_Stored rows_
::::::::
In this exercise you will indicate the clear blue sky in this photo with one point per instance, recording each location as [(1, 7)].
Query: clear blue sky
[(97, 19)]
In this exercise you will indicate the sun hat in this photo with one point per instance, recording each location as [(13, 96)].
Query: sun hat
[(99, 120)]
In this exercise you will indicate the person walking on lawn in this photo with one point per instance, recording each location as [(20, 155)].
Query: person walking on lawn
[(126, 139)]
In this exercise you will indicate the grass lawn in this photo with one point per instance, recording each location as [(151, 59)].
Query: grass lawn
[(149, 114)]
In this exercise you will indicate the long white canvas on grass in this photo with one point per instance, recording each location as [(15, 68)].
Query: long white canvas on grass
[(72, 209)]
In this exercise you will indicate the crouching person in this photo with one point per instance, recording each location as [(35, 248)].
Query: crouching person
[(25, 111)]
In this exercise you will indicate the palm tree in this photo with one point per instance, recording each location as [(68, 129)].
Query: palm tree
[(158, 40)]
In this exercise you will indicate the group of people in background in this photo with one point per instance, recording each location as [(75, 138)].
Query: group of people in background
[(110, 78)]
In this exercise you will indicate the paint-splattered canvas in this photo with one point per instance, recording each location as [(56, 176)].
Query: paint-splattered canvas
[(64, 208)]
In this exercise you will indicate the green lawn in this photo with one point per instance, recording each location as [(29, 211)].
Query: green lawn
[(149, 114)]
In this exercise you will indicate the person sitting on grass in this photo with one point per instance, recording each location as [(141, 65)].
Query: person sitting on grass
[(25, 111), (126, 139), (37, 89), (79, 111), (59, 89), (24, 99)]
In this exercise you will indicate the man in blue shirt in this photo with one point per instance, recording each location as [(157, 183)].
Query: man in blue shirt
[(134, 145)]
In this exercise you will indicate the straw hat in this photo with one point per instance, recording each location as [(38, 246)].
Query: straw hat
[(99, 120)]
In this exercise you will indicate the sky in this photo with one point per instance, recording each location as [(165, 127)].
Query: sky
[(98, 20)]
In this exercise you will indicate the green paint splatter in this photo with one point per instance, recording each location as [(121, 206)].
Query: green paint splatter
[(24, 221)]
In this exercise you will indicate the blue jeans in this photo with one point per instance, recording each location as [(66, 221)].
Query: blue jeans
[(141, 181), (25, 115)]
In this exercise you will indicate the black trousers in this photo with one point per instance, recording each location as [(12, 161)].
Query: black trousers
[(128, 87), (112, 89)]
::::::::
_Short task_
Rewrite all of the lines above as a numbered list, leaving out any blank ones.

_Right answer_
1. In this exercise you will indicate the clear blue sky in this photo with one point per instance, recording each location as [(1, 7)].
2. Query: clear blue sky
3. [(97, 19)]
4. In this exercise you will indicate the sun hat in this photo with one point per instance, recording each location as [(13, 96)].
5. Query: sun hat
6. [(99, 120)]
7. In this exercise you will indicate the person walking on lawn in this photo with one point per instance, recording each location as [(20, 155)].
8. Query: person walking on lawn
9. [(126, 139)]
10. In this exercise you will indicate the grass lawn in this photo with one point per instance, recording each location as [(151, 59)].
11. Query: grass lawn
12. [(149, 114)]
13. In this exercise you will indicate the long white canvas on grass in this photo with one point per instance, recording each location as [(15, 68)].
14. Query: long white canvas on grass
15. [(72, 209)]
16. In this exercise you will indicate the crouching person in this photo with one point per instance, recording each location as [(35, 248)].
17. Query: crouching person
18. [(25, 111)]
19. In this exercise you will indicate the palm tree in this photo with one point per instance, recording each location as [(68, 129)].
20. Query: palm tree
21. [(158, 40)]
22. In this exercise you will indicate the group of people in background in this photo with one point per instance, recording each location as [(75, 138)].
23. Query: group of people in background
24. [(110, 78)]
25. In this exercise you will indicate the paint-splattered canvas in this photo with one point per instance, recording each location as [(56, 176)].
26. Query: paint-splattered canvas
27. [(64, 208)]
28. In this exercise you will indicate the green lawn in this photo with one point per instance, recording each location as [(29, 211)].
29. Query: green lawn
30. [(149, 114)]
31. In this exercise you will indicate the person sitting on grass in this photo with one point per instance, recording each location as [(141, 65)].
32. Query: person sitting on grass
33. [(25, 111), (126, 139), (37, 89), (79, 111), (59, 89), (24, 99)]
34. In this exercise you will indicate the man in blue shirt in this photo with one point per instance, recording each location as [(157, 183)].
35. Query: man in blue shirt
36. [(134, 145)]
37. In this exercise you will indicate the straw hat in this photo with one point per instance, recording each location as [(38, 246)].
38. Query: straw hat
39. [(99, 120)]
40. In this exercise you will indicate the sky in this photo with one point per instance, recording each location as [(165, 127)].
41. Query: sky
42. [(98, 20)]
43. In this exercise you will indicate the green paint splatter in this photo with one point per instance, recording each location as [(121, 206)].
44. Query: green paint splatter
45. [(24, 221)]
46. In this exercise you will indicate the blue jeans in this photo with one point per instance, recording each location as [(66, 221)].
47. Query: blue jeans
48. [(141, 181), (25, 115)]
49. In this exercise you will indicate the black trousers in this photo with one point per instance, recording each location as [(12, 161)].
50. Query: black trousers
51. [(128, 87), (112, 89)]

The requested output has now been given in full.